**Work order 1:** From the reflection on teacher professionalism, reproduce the passage starting with "Thanks be to" and going on through "feel like nothing.".
**Work order 2:** According to the reflection on teacher professionalism, why did board certification not really matter to the writer, even though it was personally rewarding? Answer in one to three sentences.
**Work order 3:** List every one of the things Hargreaves says teaching is, as quoted from his 2019 panel speech in the reflection on teacher professionalism.

In the end, I got my certification. It didn’t really matter, though. As Hoyle & Jon point out, "in medicine, the possession of an accepted stock of secret knowledge...has become ingrained in a network of common cultural expectations" (1995, p. 75). If only that were true for teachers! If it were, I’d wear my white coat with pride. Instead, as a newly-minted NBCT I found nine people who knew what being board certified meant. One of those was my mentor teacher, who’d failed her own certification attempt. No one I was trying to impress with my professionalism - principals, parents, or the community at large - seemed to know or care that I’d proven anything at all. In the end, although achieving board certification was rewarding for me personally, I look back on it as an expensive way of getting strangers halfway across the country to say, “Yeah, you’re doing good. Keep it up.”

All of which leads me back to Hargreaves.


Academical writing tends to flummox me, so when I started out reading “Four Ages of Professionalism and Professional Learning,” I thought Hargreaves was saying all teachers progress through a series of “periods” in their PD journeys, which seemed fair. What he actually said, though, was even more heartening. My notes from the section on “The Age of the Collegial Professional” summarize Hargreaves’ meaning this way:


“Teaching is hard AND getting worse/harder. More demands for everything on everyone from everywhere. Let's try to work together to make it easier to deal with! But we (Ts) still don't have control over our purposes, so that sucks. We're tired.”


Great Scott, I thought. This guy gets it. He isn’t writing down to me about what he expects I’ll do in my career - he’s down here in the dirt saying, “Yeah, it’s rough out here! And you’re trying hard to make things happen.” That was incredibly validating. Validation alone, though, can’t turn me into a fangirl. It takes Youtube to do that.


Thanks be to God, someone on our class discussion board cited a video from 2019 in which Hargreaves gave a panel speech for the Albert Shanker Institute. I didn’t plan to watch the whole 23 minutes. But when Hargreaves launched with, “teaching is an art, craft, science, calling, service, and also a job,” I found myself spell-bound. This is why I’m here, in graduate school, in the first place: I came to find guys like Andy Hargreaves. “If science dominates education,” he continued, “I do not want children or teachers to be nothing outside of the machine.” That’s it! I cheered. That’s exactly how I feel! No one cares whether I know a lot or a little, or whether I’m a professional at all. All anyone seems to care is where I teach, and how well that school performs. Outside of my school, it's easy to feel like nothing.

**Provided material:**
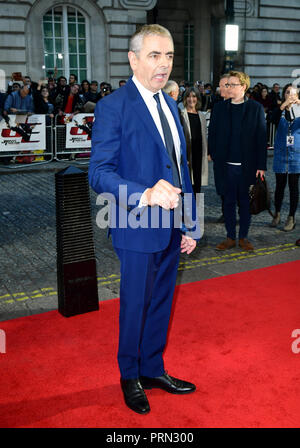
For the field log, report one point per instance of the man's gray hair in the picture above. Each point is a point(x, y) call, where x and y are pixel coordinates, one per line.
point(136, 41)
point(226, 75)
point(170, 86)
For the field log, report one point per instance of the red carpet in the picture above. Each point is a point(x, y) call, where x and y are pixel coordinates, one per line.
point(230, 335)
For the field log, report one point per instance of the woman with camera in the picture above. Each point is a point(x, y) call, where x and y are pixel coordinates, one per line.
point(286, 164)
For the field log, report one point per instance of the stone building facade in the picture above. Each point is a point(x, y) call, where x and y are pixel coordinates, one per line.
point(90, 37)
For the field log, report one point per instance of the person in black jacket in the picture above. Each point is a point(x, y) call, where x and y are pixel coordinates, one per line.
point(42, 102)
point(237, 142)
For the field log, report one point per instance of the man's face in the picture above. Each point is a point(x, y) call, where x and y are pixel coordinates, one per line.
point(235, 90)
point(24, 91)
point(153, 65)
point(74, 89)
point(191, 101)
point(223, 89)
point(175, 93)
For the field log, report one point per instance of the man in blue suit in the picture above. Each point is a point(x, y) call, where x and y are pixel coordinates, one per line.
point(138, 158)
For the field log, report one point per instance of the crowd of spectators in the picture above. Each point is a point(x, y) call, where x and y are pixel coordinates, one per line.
point(53, 96)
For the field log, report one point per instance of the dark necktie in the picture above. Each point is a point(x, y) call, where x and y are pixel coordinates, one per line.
point(168, 141)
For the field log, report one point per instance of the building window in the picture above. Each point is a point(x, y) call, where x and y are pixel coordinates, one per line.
point(65, 42)
point(189, 53)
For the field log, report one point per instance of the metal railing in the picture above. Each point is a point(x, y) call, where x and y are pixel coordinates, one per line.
point(61, 151)
point(14, 158)
point(58, 150)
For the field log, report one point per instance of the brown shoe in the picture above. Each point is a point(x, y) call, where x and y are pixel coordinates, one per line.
point(226, 244)
point(245, 244)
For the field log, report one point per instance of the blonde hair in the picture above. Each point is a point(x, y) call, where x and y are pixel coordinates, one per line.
point(243, 77)
point(136, 41)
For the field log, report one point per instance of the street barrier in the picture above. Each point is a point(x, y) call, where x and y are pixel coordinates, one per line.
point(26, 139)
point(73, 137)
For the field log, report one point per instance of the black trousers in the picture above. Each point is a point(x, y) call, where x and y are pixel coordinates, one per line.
point(281, 181)
point(236, 192)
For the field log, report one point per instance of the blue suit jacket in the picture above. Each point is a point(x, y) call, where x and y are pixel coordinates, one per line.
point(127, 150)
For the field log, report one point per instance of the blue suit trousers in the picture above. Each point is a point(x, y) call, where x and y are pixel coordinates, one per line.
point(146, 293)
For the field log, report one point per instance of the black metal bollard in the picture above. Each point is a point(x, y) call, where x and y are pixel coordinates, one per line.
point(76, 263)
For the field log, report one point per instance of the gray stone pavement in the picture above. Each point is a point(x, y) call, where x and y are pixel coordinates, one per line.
point(28, 242)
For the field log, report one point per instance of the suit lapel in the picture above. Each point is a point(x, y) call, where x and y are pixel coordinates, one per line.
point(176, 118)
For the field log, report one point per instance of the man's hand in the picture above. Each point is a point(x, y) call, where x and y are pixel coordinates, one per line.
point(163, 194)
point(187, 244)
point(260, 173)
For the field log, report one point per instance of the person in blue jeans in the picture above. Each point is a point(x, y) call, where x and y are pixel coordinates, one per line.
point(286, 163)
point(237, 141)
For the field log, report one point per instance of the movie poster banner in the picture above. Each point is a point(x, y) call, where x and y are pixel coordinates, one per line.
point(79, 131)
point(23, 133)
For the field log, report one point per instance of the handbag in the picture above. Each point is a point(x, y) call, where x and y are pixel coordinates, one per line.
point(260, 198)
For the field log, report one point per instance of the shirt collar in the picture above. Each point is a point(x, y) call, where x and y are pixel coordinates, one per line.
point(146, 93)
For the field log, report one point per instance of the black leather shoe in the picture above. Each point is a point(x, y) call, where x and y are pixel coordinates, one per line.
point(168, 383)
point(134, 396)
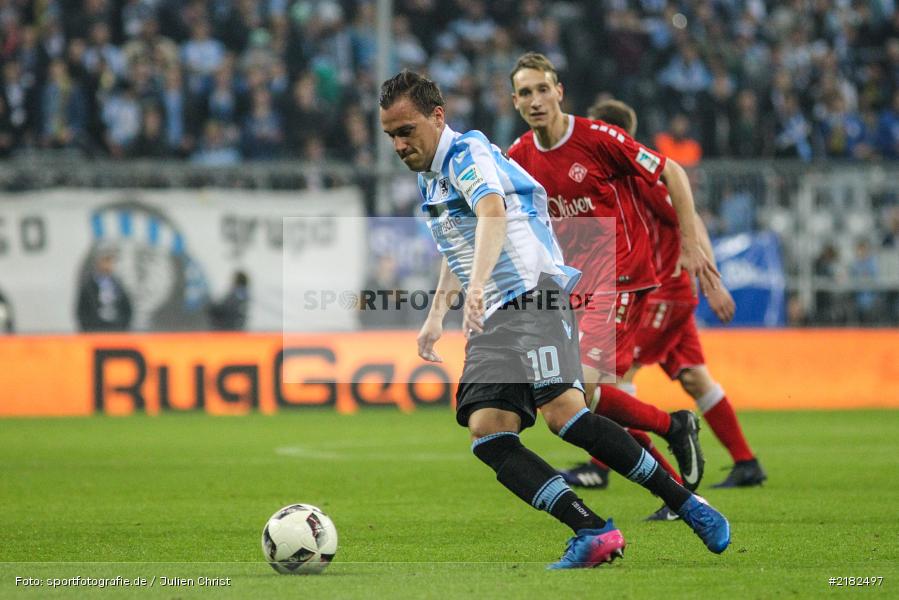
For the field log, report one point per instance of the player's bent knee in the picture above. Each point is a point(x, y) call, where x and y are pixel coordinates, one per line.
point(561, 409)
point(695, 381)
point(487, 421)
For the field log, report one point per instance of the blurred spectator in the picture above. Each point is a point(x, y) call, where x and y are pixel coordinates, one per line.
point(549, 43)
point(101, 50)
point(18, 95)
point(793, 138)
point(676, 143)
point(151, 142)
point(829, 303)
point(306, 114)
point(63, 109)
point(222, 102)
point(474, 28)
point(737, 212)
point(230, 313)
point(121, 114)
point(448, 66)
point(201, 56)
point(357, 143)
point(103, 304)
point(262, 135)
point(891, 237)
point(498, 59)
point(7, 134)
point(218, 148)
point(863, 276)
point(841, 130)
point(7, 323)
point(888, 129)
point(685, 77)
point(407, 49)
point(176, 108)
point(497, 117)
point(749, 135)
point(363, 32)
point(797, 316)
point(385, 312)
point(150, 44)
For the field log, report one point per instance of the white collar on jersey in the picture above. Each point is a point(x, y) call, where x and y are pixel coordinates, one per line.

**Task solution 1:**
Thanks be to God, someone on our class discussion board cited a video from 2019 in which Hargreaves gave a panel speech for the Albert Shanker Institute. I didn’t plan to watch the whole 23 minutes. But when Hargreaves launched with, “teaching is an art, craft, science, calling, service, and also a job,” I found myself spell-bound. This is why I’m here, in graduate school, in the first place: I came to find guys like Andy Hargreaves. “If science dominates education,” he continued, “I do not want children or teachers to be nothing outside of the machine.” That’s it! I cheered. That’s exactly how I feel! No one cares whether I know a lot or a little, or whether I’m a professional at all. All anyone seems to care is where I teach, and how well that school performs. Outside of my school, it's easy to feel like nothing.

**Task solution 2:** Only nine people the writer found knew what being board certified meant, and one of them was a mentor who had failed her own attempt. No one the writer wanted to impress with this professionalism, whether principals, parents, or the community at large, seemed to know or care that anything had been proven.

**Task solution 3:**
- an art
- a craft
- a science
- a calling
- a service
- a job